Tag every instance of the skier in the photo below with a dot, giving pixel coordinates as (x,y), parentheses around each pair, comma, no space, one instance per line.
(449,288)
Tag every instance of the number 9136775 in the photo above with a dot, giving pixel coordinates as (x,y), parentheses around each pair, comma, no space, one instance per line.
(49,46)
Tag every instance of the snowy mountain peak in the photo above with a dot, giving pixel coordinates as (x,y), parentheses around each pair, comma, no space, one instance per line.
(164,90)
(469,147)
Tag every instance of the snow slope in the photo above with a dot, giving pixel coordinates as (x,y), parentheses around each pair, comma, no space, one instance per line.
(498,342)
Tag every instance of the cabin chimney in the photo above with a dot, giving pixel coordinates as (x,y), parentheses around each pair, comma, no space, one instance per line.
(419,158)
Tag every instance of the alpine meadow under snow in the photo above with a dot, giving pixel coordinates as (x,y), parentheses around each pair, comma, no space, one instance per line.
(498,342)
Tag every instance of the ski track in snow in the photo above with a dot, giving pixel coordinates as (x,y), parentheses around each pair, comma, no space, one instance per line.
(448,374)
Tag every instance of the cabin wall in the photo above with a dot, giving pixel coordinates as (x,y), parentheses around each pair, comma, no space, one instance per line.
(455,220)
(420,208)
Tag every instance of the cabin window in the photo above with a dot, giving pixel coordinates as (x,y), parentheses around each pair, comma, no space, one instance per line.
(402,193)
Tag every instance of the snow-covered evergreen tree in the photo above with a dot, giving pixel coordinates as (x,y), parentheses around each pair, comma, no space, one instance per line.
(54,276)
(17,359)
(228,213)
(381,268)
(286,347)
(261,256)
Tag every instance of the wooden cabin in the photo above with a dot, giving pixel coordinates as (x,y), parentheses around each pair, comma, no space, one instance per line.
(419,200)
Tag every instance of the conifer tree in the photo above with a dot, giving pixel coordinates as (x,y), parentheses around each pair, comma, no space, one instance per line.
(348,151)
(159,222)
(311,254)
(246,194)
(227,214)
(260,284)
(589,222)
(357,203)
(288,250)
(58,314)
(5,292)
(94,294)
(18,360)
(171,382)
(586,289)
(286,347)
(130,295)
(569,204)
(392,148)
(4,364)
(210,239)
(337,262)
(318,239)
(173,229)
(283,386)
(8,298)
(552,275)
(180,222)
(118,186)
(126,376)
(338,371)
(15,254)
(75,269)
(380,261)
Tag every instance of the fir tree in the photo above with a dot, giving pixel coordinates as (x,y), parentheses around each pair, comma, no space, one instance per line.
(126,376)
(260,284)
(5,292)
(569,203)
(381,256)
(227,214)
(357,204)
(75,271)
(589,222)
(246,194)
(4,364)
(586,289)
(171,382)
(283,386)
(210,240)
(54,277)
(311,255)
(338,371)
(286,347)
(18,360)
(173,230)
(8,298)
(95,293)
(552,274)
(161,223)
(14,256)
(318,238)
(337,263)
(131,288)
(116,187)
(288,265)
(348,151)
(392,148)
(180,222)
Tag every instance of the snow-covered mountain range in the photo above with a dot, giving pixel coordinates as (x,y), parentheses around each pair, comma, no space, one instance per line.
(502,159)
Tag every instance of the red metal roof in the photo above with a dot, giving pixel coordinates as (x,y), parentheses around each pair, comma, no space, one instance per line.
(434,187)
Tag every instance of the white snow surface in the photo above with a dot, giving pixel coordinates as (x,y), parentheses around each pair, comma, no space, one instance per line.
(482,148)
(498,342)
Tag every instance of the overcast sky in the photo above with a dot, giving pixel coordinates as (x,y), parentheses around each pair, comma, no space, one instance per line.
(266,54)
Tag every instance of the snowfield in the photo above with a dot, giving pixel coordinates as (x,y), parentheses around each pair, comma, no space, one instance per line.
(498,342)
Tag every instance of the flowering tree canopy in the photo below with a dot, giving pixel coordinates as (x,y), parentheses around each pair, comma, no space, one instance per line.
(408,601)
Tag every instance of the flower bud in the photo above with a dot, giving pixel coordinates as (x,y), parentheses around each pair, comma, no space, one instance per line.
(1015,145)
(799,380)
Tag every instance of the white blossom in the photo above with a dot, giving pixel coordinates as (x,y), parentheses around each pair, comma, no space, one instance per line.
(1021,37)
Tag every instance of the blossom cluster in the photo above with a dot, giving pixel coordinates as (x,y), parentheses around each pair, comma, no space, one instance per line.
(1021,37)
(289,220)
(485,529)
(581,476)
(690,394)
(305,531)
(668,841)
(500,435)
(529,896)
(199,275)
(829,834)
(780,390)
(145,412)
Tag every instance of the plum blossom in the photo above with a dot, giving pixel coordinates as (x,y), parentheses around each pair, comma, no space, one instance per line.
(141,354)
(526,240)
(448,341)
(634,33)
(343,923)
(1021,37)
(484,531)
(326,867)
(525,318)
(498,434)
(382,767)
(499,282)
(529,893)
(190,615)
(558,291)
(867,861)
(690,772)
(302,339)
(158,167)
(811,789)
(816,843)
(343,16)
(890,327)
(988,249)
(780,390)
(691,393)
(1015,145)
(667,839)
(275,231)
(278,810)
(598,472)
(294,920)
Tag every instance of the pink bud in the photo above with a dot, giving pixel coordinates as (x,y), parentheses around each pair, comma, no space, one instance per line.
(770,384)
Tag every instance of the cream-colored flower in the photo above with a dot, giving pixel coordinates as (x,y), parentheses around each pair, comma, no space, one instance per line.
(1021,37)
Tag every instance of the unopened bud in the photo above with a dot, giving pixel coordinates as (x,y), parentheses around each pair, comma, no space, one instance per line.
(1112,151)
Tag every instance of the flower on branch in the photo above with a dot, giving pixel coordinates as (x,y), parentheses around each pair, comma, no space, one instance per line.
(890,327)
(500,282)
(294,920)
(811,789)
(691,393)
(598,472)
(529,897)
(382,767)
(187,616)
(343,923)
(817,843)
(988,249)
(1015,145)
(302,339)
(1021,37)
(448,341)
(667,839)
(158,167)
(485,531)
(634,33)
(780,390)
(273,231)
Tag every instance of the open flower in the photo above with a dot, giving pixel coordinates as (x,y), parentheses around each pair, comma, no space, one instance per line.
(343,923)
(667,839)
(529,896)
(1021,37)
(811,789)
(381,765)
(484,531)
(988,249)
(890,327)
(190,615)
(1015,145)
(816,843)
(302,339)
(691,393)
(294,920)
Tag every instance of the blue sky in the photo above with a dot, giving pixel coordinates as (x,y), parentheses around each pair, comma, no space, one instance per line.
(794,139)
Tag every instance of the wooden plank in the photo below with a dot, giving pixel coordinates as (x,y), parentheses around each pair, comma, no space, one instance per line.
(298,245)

▶ **Short problem**
Write the material out again word for word.

▶ **The result**
Tag every instance of the skier in the photo below with a dot, giving pixel coordinates as (x,y), parentheses around each pair, comma, no space, one instance per line.
(449,288)
Tag every instance of the number 9136775 in the photo above with a dot, giving pixel coordinates as (x,y), parentheses around each pair, comma, no space, one instance per line.
(49,46)
Tag every instance of the snowy mountain peak in the photo above with a dot, giving pixel coordinates as (x,y), parentheses around each pair, comma, no space, one instance per line.
(164,90)
(469,147)
Tag every instance of the snow slope in the photo above with a dot, giving pixel coordinates as (x,y), parentheses around each pair, comma, no space, one instance per line.
(498,342)
Tag every instance of the cabin chimney in the photo above with a dot, giving pixel coordinates as (x,y), parentheses around each pair, comma, no space, one instance per line.
(419,158)
Tag every instance of the alpine meadow under snow in the photo above with a dot, giving pixel coordinates as (x,y), parentheses around each pair, comma, no space, one instance per line.
(498,342)
Tag every instance of the ski track in snow in the photo above with a dot, giving pixel coordinates as (x,y), parentheses around each pair, comma, no space, one instance per line.
(448,374)
Tag every instance of the cabin wall in the photo above with a dot, giving pixel coordinates as (x,y), parentheses around each pair, comma, no space, one instance per line.
(455,220)
(420,208)
Tag every instance of the cabin window in the photo above with a dot, giving pixel coordinates as (x,y), parentheses around each pair, comma, no space, one instance per line.
(402,193)
Tag every instance of the snow-covered evergreen tree in the photo above with a dot, giving pixel coordinates as (x,y), parentheses around each pair, comma, no space, one instance per line.
(54,276)
(17,359)
(228,213)
(381,268)
(286,347)
(261,256)
Tag every instance of the wooden cabin in the photo above with a dot, giving pixel coordinates as (x,y), parentheses around each pair, comma, no space, one instance per line.
(419,200)
Tag every instance of the conifer tree in the photo above with a dot, giving pixel coordinates as (x,y), parentheses around each pair, comma, no space, one instance per line.
(348,151)
(159,222)
(311,254)
(246,194)
(227,214)
(260,284)
(589,222)
(357,203)
(288,250)
(58,314)
(5,292)
(94,294)
(18,360)
(171,382)
(586,289)
(286,347)
(130,295)
(569,204)
(392,148)
(4,364)
(210,239)
(337,262)
(318,239)
(173,229)
(283,386)
(8,298)
(552,275)
(180,222)
(118,186)
(126,376)
(338,371)
(15,254)
(75,269)
(380,261)
Tag every instance of the fir tree in the photo above with a dot, giving pixel coordinates as (x,y), parentheses around each pair, comma, no space, one instance per line.
(126,376)
(260,284)
(5,292)
(569,203)
(381,256)
(227,214)
(357,204)
(75,271)
(589,222)
(246,194)
(4,364)
(586,289)
(171,382)
(283,386)
(210,240)
(54,277)
(311,255)
(338,371)
(286,347)
(18,360)
(173,230)
(8,298)
(95,293)
(552,274)
(161,223)
(14,256)
(318,238)
(337,263)
(131,288)
(116,187)
(288,265)
(348,151)
(392,148)
(180,222)
Tag every instance of the snow-covered mountain range in the photo above with a dot, giving pixel coordinates as (x,y), parentheses around each pair, comma, no space, one instance per line.
(502,159)
Tag every instance of the red metal roof in the photo above with a dot, giving pixel coordinates as (x,y), parentheses around each pair, comma, no space, one instance per line.
(434,187)
Tag every instance of the white snow surface in the photo above with a dot, giving pixel coordinates as (x,y), parentheses around each pair, comma, no space, one instance per line.
(482,148)
(498,342)
Tag every instance of the overcast sky in the photo above with a dot, giving pixel coordinates as (x,y), parentheses around each pair, comma, no space, one instance per line.
(266,54)
Tag every instance of the snowfield in the photo above with a dot, giving pixel coordinates as (x,y), parentheses around each pair, comma, no space, one instance per line.
(498,342)
Tag every instance of the flowering tree canopy in the photo below with a dot, giving pixel coordinates as (x,y), parentheses around each pair, comma, no space, one instance per line.
(408,601)
Tag every instance of the flower bud in the photo above with a dot, giving pixel coordinates as (x,y), parentheses around each pair, comma, no space, one instance per line.
(1015,145)
(799,380)
Tag every instance of the white blossom in the photo above with a dot, giving pixel coordinates as (x,y), parentheses around each pair, comma, no space, one instance per line.
(1021,37)
Tag every instance of the blossom cluster in the photo above with a dot, giving pixel coordinates as (x,y), parentheses around each pair, comma, no space, one instance per line.
(1021,37)
(289,220)
(485,529)
(581,476)
(690,394)
(305,531)
(668,841)
(500,435)
(529,896)
(199,275)
(829,834)
(780,390)
(145,412)
Tag every instance of the plum blossom in the photo above with a dot, giving pixel coordinates as (x,y), parentheses around each pair, comma, no space, one instance per line.
(141,354)
(526,240)
(448,341)
(634,33)
(343,923)
(1021,37)
(484,531)
(326,867)
(525,318)
(498,434)
(382,767)
(499,282)
(529,893)
(190,615)
(558,291)
(867,861)
(690,772)
(302,339)
(158,167)
(811,789)
(816,843)
(343,16)
(890,327)
(988,249)
(780,390)
(691,393)
(1015,145)
(667,839)
(275,231)
(278,810)
(598,472)
(294,920)
Tag every instance of the pink bud in the photo above with a dot, giving pixel coordinates as (x,y), parentheses around each pair, comma, no space, one instance per line.
(770,384)
Tag every instance of the cream-colored flower in the photo above with a dot, giving pixel coordinates as (x,y), parentheses around each pair, comma, no space, one instance per line.
(1021,37)
Tag every instance of the unopened bud in the photo above with a dot, giving pixel coordinates as (x,y), parentheses around each pair, comma, no space, one instance per line.
(1112,151)
Tag every instance of the flower on branch in the photo above with a dot, giving pixel coordinates as (x,y), parentheses around each pair, comma, no space, one instance per line.
(890,327)
(500,282)
(294,920)
(811,789)
(691,393)
(598,472)
(529,897)
(382,767)
(187,616)
(343,923)
(817,843)
(988,249)
(1015,145)
(302,339)
(1021,37)
(448,341)
(667,839)
(158,167)
(485,531)
(634,33)
(780,390)
(273,231)
Tag every instance of the open flower in the photo above with a dot, giving pixel coordinates as (x,y), parentheses around each pair, comma, no space, one instance per line.
(343,923)
(667,839)
(529,896)
(1021,37)
(811,789)
(381,765)
(484,531)
(988,249)
(890,327)
(190,615)
(1015,145)
(816,843)
(302,339)
(691,393)
(294,920)
Tag every instance of the blue sky in the photo above with a dot, giving pixel coordinates as (x,y), parentheses around each pair, comma, no space, one instance per line.
(794,139)
Tag every instance of the wooden plank in the photo below with a dot, giving pixel coordinates as (x,y), parentheses around each pair, comma, no space, one instance per line.
(298,245)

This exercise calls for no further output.